** EXERCISE OBJECTIVE **
Repeat every record below exactly, omitting any pictures.

::::

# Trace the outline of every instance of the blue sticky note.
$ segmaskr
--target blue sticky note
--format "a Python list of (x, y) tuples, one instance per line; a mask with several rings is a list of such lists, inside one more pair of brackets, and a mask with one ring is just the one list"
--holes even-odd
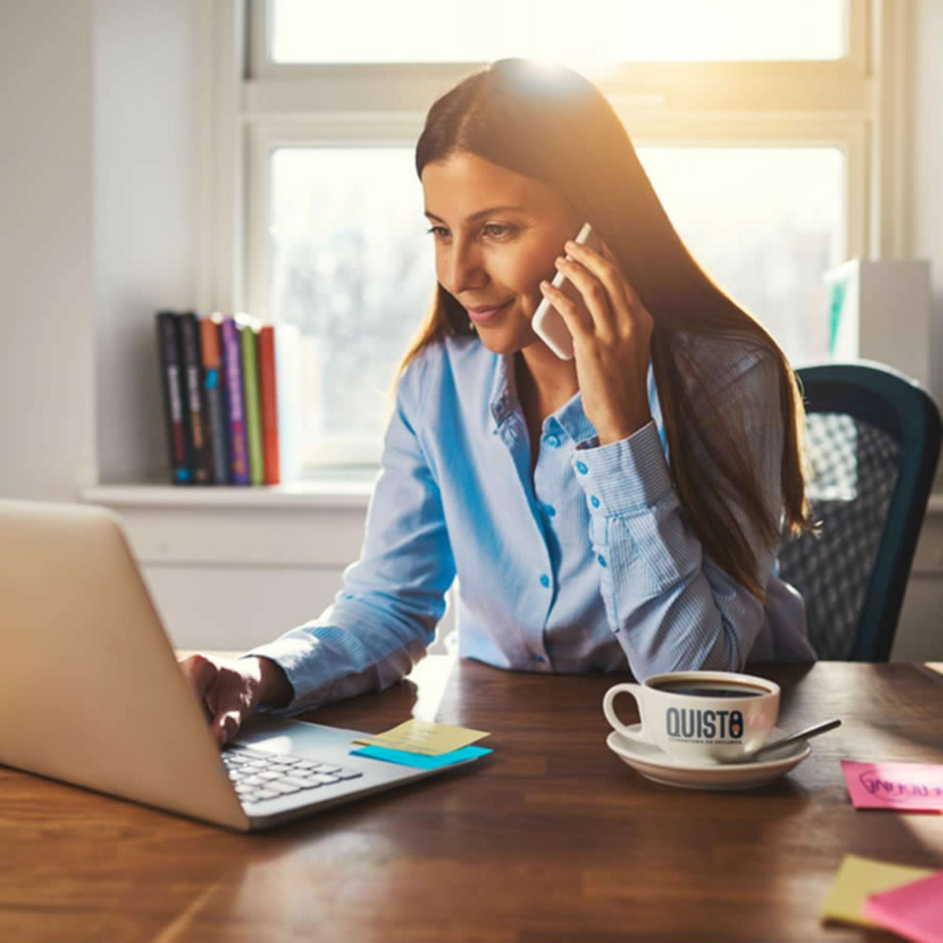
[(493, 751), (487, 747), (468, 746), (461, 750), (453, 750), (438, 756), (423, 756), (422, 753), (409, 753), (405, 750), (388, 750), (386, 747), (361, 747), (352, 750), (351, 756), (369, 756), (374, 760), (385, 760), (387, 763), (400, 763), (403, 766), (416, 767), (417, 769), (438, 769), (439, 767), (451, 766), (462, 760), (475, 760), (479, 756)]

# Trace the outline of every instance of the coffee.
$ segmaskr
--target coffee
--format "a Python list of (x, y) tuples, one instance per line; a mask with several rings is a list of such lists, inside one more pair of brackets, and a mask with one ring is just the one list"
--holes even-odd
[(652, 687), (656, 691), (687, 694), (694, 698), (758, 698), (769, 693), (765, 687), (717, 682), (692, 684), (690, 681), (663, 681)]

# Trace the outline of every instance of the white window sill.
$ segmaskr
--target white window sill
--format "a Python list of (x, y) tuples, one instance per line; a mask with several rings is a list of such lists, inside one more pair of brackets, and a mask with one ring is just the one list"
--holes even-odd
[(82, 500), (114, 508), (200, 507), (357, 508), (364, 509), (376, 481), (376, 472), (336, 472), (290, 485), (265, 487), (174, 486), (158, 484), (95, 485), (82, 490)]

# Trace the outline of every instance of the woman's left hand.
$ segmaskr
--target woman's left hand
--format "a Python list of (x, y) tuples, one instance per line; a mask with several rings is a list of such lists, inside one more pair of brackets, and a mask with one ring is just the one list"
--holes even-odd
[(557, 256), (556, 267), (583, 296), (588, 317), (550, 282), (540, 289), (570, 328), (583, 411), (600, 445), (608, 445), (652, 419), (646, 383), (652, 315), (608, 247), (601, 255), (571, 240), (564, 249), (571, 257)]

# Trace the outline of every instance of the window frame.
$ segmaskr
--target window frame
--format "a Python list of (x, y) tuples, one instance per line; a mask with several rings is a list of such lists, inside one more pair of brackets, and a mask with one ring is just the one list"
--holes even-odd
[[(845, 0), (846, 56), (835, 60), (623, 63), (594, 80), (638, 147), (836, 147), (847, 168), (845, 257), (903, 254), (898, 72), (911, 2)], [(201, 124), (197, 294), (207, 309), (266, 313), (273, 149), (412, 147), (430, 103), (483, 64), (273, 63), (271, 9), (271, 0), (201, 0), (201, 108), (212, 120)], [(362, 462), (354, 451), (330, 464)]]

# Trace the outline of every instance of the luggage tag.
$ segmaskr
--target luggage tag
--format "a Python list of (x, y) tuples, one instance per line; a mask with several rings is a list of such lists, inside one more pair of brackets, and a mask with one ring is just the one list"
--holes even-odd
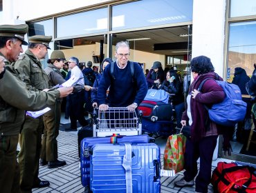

::::

** ANSWER TO THE PROBLEM **
# Trace the outline of every instance of the blue sticky note.
$ segmaskr
--target blue sticky note
--format "a Python list of (x, y) tuples, one instance per line; a mask with several rings is a list of such lists, inside one more pair of brackets, and a mask with one ring is just the one list"
--holes even-odd
[(493, 751), (487, 747), (468, 746), (461, 750), (453, 750), (438, 756), (423, 756), (422, 753), (409, 753), (405, 750), (388, 750), (386, 747), (361, 747), (352, 750), (351, 756), (369, 756), (374, 760), (385, 760), (387, 763), (400, 763), (403, 766), (416, 767), (417, 769), (438, 769), (439, 767), (451, 766), (462, 760), (475, 760), (479, 756)]

# Trace the outline of every instance of the coffee.
$ segmaskr
--target coffee
--format "a Python list of (x, y) tuples, one instance per line; a mask with several rings is a list of such lists, inside one more pair of brackets, and a mask with one ring is just the one list"
--holes even-odd
[(652, 687), (656, 691), (687, 694), (694, 698), (758, 698), (769, 693), (765, 687), (717, 682), (692, 684), (690, 681), (663, 681)]

# Trace the outline of every instance of the white window sill.
$ segmaskr
--target white window sill
--format "a Python list of (x, y) tuples, one instance per line; a mask with several rings is a list of such lists, inside one more pair of brackets, and a mask with one ring is just the one list"
--holes even-odd
[(82, 500), (114, 508), (200, 507), (357, 508), (364, 509), (376, 481), (376, 472), (336, 472), (290, 485), (265, 487), (174, 486), (158, 484), (95, 485), (82, 490)]

# Trace the outline of every instance of the woman's left hand.
$ segmaskr
--target woman's left hand
--format "a Python list of (x, y) tuples, one instance per line; a mask with several rings is a list of such lists, inside one more pair of brackets, and a mask with one ring is just the one list"
--holes even-odd
[(557, 256), (556, 267), (583, 296), (588, 317), (550, 282), (540, 289), (570, 328), (583, 411), (600, 445), (608, 445), (652, 419), (646, 383), (652, 315), (608, 247), (601, 255), (571, 240), (564, 249), (571, 257)]

# Trace the outline of every instance of the window frame.
$ segmaskr
--target window frame
--format "a Python list of (x, y) tuples, one instance per line; a mask with several rings is a list of such lists, inside one more pair of brackets, and a mask with one ring is just the one list"
--holes even-odd
[[(845, 0), (846, 56), (835, 60), (623, 63), (594, 80), (638, 147), (836, 147), (847, 168), (845, 257), (903, 254), (898, 72), (911, 2)], [(201, 124), (197, 294), (207, 309), (266, 313), (273, 149), (412, 147), (430, 103), (483, 64), (273, 63), (271, 9), (271, 0), (201, 0), (201, 108), (212, 120)], [(362, 462), (354, 451), (330, 464)]]

# Trace the outline of every instance of the luggage tag.
$ segmaskr
--target luggage tag
--format "a Python list of (x, y) tuples, one instance per line; a mask with several rings is a list of such lists, inside one more pair of brackets, and a mask with one ring is just the one list"
--holes even-odd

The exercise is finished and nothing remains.